■ Aim of the task
Filter the entries below down to the lines that hold "target".

===== Supplied data =====

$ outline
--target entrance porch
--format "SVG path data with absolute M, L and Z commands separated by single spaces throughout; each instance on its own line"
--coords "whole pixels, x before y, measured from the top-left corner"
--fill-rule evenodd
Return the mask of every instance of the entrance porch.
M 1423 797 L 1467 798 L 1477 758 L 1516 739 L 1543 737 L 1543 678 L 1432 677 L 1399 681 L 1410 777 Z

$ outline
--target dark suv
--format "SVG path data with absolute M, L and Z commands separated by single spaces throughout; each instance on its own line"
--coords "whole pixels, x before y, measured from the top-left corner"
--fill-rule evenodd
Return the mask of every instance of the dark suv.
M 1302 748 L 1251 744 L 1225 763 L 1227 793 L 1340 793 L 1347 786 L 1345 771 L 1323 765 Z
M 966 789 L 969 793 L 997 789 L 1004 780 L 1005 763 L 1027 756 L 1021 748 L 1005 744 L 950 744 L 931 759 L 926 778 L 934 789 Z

=====
===== Supplied data =====

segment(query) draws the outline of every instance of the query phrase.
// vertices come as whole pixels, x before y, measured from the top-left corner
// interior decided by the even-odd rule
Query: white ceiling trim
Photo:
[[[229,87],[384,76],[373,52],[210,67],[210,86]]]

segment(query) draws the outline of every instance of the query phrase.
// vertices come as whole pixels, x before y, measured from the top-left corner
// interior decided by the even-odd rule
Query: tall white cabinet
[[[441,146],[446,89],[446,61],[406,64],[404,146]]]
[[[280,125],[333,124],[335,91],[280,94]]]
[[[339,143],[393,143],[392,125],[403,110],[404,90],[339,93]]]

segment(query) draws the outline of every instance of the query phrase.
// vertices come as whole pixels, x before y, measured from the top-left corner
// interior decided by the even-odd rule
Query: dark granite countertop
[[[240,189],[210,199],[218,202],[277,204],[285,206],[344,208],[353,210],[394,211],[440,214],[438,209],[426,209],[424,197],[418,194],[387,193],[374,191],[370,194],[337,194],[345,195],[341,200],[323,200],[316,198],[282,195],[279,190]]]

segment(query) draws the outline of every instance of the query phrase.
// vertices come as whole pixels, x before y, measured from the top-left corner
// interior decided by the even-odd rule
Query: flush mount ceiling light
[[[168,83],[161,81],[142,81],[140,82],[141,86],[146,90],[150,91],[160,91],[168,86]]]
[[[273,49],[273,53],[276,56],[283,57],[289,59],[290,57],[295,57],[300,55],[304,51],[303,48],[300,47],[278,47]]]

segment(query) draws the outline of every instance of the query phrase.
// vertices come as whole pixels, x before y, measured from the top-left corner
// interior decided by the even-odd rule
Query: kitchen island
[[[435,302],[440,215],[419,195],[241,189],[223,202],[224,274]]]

=====

■ Reply to the task
--target entrance porch
--target dark suv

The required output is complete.